GIVEN PROBLEM
The required output is the exact sequence of lines from the line holding "(5 points) Identify the framed" to the end of the records, inclusive.

** Start SUPPLIED RECORDS **

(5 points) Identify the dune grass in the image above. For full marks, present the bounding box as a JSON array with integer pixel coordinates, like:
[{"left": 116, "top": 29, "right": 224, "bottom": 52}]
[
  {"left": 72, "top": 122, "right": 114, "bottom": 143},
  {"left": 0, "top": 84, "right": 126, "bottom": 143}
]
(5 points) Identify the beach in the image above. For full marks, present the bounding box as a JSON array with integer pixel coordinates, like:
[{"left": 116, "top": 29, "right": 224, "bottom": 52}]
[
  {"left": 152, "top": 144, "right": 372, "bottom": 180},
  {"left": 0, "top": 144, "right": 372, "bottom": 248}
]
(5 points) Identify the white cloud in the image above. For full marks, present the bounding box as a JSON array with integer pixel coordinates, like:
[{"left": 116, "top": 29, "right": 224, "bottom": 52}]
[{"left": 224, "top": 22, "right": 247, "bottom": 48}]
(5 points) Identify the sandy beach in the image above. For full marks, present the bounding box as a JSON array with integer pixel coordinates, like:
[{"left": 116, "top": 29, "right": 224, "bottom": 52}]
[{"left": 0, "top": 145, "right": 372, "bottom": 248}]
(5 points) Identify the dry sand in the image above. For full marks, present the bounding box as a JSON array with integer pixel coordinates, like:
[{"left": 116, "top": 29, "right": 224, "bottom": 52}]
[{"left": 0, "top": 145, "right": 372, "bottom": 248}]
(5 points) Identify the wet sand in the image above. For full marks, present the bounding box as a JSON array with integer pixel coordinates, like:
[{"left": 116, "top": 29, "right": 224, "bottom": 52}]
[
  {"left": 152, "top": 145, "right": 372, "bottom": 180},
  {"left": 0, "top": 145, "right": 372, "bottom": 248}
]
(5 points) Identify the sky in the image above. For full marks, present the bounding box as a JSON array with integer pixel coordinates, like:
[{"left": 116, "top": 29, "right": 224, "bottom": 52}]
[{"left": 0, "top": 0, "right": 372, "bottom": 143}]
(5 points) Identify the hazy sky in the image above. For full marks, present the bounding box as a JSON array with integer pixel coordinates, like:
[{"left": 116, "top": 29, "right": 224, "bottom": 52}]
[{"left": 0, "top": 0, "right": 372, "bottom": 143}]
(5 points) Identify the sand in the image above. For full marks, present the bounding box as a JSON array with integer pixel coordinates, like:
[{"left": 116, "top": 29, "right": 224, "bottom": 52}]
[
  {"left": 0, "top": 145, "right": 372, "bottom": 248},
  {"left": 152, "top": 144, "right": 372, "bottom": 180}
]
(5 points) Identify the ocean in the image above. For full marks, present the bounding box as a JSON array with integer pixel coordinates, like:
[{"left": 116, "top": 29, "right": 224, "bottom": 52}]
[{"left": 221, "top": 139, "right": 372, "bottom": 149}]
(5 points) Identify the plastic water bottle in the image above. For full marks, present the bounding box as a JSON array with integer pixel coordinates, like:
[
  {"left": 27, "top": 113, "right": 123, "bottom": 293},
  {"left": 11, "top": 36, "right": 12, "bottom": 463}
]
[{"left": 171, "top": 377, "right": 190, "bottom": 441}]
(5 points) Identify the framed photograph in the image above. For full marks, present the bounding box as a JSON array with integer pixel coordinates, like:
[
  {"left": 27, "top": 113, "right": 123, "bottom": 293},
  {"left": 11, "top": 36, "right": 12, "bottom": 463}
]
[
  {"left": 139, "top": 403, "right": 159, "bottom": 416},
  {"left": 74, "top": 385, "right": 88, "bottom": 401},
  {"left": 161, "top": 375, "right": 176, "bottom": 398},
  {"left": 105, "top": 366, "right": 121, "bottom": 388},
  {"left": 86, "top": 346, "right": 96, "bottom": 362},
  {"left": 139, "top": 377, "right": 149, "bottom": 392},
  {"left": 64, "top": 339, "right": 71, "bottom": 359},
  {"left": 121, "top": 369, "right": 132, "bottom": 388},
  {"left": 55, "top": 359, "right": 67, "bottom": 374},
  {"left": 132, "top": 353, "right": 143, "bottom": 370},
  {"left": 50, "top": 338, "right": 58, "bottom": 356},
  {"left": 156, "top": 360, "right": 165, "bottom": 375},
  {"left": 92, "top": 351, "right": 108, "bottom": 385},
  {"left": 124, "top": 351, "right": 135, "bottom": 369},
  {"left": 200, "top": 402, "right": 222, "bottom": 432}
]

** End SUPPLIED RECORDS **

RESPONSE BELOW
(5 points) Identify the framed photograph in the image above. For full marks, present the bounding box as a JSON array with integer pixel coordinates, like:
[
  {"left": 27, "top": 113, "right": 123, "bottom": 293},
  {"left": 11, "top": 36, "right": 12, "bottom": 463}
]
[
  {"left": 139, "top": 403, "right": 159, "bottom": 416},
  {"left": 74, "top": 385, "right": 88, "bottom": 401},
  {"left": 161, "top": 375, "right": 176, "bottom": 398},
  {"left": 105, "top": 366, "right": 121, "bottom": 388},
  {"left": 86, "top": 346, "right": 96, "bottom": 362},
  {"left": 139, "top": 377, "right": 149, "bottom": 392},
  {"left": 64, "top": 339, "right": 71, "bottom": 359},
  {"left": 121, "top": 369, "right": 132, "bottom": 388},
  {"left": 55, "top": 359, "right": 67, "bottom": 374},
  {"left": 132, "top": 353, "right": 143, "bottom": 370},
  {"left": 50, "top": 338, "right": 58, "bottom": 356},
  {"left": 156, "top": 360, "right": 165, "bottom": 375},
  {"left": 92, "top": 351, "right": 108, "bottom": 385},
  {"left": 124, "top": 351, "right": 135, "bottom": 369},
  {"left": 200, "top": 402, "right": 222, "bottom": 432}
]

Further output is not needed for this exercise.